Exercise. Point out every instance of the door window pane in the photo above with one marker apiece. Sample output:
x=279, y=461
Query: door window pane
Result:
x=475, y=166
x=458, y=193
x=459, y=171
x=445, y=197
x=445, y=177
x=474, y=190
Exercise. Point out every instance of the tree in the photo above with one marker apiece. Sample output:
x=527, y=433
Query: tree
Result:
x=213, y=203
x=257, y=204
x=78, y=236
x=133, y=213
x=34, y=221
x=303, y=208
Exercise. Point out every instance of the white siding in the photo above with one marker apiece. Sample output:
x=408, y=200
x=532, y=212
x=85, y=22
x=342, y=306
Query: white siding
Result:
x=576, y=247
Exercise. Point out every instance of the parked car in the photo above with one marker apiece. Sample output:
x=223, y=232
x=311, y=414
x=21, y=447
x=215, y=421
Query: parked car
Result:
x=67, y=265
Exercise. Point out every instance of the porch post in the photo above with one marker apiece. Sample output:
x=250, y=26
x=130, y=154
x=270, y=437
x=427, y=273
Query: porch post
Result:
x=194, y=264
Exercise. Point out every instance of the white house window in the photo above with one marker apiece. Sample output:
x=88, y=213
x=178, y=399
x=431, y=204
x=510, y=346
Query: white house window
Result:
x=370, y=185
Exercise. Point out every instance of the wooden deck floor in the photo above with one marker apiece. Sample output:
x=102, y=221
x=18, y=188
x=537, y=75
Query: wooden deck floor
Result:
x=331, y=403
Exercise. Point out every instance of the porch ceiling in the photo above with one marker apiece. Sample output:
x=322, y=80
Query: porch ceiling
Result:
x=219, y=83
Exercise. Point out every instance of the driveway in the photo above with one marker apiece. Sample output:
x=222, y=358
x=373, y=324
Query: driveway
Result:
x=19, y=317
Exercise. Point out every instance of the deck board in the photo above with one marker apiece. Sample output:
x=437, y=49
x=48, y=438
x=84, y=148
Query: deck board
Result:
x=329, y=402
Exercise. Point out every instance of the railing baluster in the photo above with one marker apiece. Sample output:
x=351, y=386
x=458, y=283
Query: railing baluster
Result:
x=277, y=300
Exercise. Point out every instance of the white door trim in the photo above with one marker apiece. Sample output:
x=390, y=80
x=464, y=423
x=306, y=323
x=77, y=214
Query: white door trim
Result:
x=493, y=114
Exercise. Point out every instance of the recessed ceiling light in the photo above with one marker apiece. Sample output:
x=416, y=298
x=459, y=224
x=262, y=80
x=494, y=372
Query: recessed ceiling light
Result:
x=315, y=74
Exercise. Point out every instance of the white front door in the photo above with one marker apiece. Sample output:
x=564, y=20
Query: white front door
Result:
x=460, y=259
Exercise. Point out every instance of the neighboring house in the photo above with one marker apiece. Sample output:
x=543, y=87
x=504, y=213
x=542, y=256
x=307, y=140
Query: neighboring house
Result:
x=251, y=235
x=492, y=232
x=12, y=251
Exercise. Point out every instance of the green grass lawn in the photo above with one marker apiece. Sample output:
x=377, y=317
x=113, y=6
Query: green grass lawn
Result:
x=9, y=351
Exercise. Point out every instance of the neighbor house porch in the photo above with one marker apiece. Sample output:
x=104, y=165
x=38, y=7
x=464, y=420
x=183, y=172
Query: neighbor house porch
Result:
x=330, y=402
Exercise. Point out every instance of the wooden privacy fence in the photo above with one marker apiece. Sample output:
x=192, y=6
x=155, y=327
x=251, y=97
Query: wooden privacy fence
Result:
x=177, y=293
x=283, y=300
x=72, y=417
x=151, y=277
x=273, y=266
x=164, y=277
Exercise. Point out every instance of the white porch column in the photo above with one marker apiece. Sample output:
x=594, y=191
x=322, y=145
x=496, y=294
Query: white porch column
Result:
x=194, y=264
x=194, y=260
*-*-*
→ **Problem requirements**: Rewrite the material above in full, putting "Example output" in place of every occurrence of "Sample output" and leaving everything else unchanged.

→ **Task solution**:
Exercise. Point out every instance of the door window pane in the photo above with one marker apiece. Example output:
x=279, y=461
Query: door window pane
Result:
x=475, y=166
x=458, y=193
x=459, y=171
x=445, y=197
x=445, y=177
x=474, y=190
Exercise. Point out every instance of the tree in the photo above with one marker apiece. Example output:
x=527, y=433
Query: tree
Result:
x=213, y=203
x=257, y=204
x=78, y=236
x=133, y=213
x=34, y=221
x=303, y=208
Exercise. Point out every instance of the white siding in the photo above with one marker apiece. Example output:
x=408, y=200
x=532, y=212
x=85, y=22
x=342, y=306
Query: white siding
Result:
x=576, y=247
Exercise. Point out every instance of the parked car in the photo above with one marker apiece. Example output:
x=223, y=232
x=311, y=414
x=21, y=447
x=215, y=421
Query: parked car
Result:
x=67, y=265
Exercise. Point out every instance of the porch post in the photo above with one marker apiece. Example output:
x=250, y=26
x=130, y=154
x=270, y=437
x=427, y=273
Query: porch post
Result:
x=194, y=264
Exercise. Point out every instance of the white house window in the photo above with one marker apiece. Example output:
x=88, y=213
x=178, y=399
x=431, y=204
x=510, y=346
Query: white house window
Result:
x=370, y=185
Exercise. Point out every instance of the wooden deck floor in the photo above with one marker apiece. Example output:
x=102, y=221
x=18, y=188
x=537, y=75
Query: wooden deck floor
Result:
x=331, y=403
Exercise. Point out every instance of the porch ceiling in the photo above with one marker apiece. Example output:
x=322, y=80
Query: porch ceiling
Result:
x=219, y=83
Exercise. Point out every instance of the driveway in the photo above with one marker apiece. Example output:
x=222, y=358
x=373, y=324
Query: driveway
Result:
x=19, y=317
Exercise. Point out every instance of the deck board in the photo above with one marker apiece. Example output:
x=437, y=49
x=48, y=438
x=84, y=148
Query: deck board
Result:
x=329, y=402
Exercise. Point out every instance of the railing baluster in the photo above with one marker apiece. Example output:
x=351, y=386
x=458, y=283
Query: railing baluster
Result:
x=277, y=300
Exercise. Point out every instance of the white door trim in the photo above with one marker apiece. Example output:
x=390, y=80
x=464, y=423
x=306, y=323
x=77, y=214
Query: white door trim
Result:
x=493, y=114
Exercise. Point out every instance of the recessed ceiling light in the photo above with one marker apiece. Example output:
x=416, y=298
x=459, y=224
x=262, y=80
x=494, y=372
Query: recessed ceiling light
Result:
x=315, y=74
Exercise. Point out every instance of the white front door in the photo above with one marker apiece. Example output:
x=564, y=20
Query: white front door
Result:
x=460, y=259
Exercise. Point out every instance of the neighboring house in the photo above with one marker apiece. Example output:
x=543, y=87
x=504, y=213
x=542, y=256
x=307, y=140
Query: neighboring house
Result:
x=251, y=235
x=492, y=232
x=12, y=251
Exercise. Point out every instance of the green grass lawn in the photo above with one marker apiece. Example output:
x=377, y=317
x=113, y=6
Query: green grass lawn
Result:
x=9, y=351
Exercise. Point out every instance of the neighbor house porch in the photo above with one marker apiece. Example output:
x=104, y=165
x=38, y=7
x=464, y=420
x=183, y=172
Query: neighbor house porch
Result:
x=330, y=402
Exercise. Point out every instance of the wooden privacy fence in the photo above with one marker apiece. Example output:
x=192, y=6
x=155, y=327
x=251, y=97
Query: wooden privacy fence
Result:
x=177, y=293
x=283, y=300
x=72, y=417
x=151, y=277
x=273, y=266
x=164, y=277
Exercise. Point out every instance of the white porch column in the photo above with one marker apiece. Example output:
x=594, y=191
x=322, y=145
x=496, y=294
Query: white porch column
Result:
x=194, y=264
x=194, y=260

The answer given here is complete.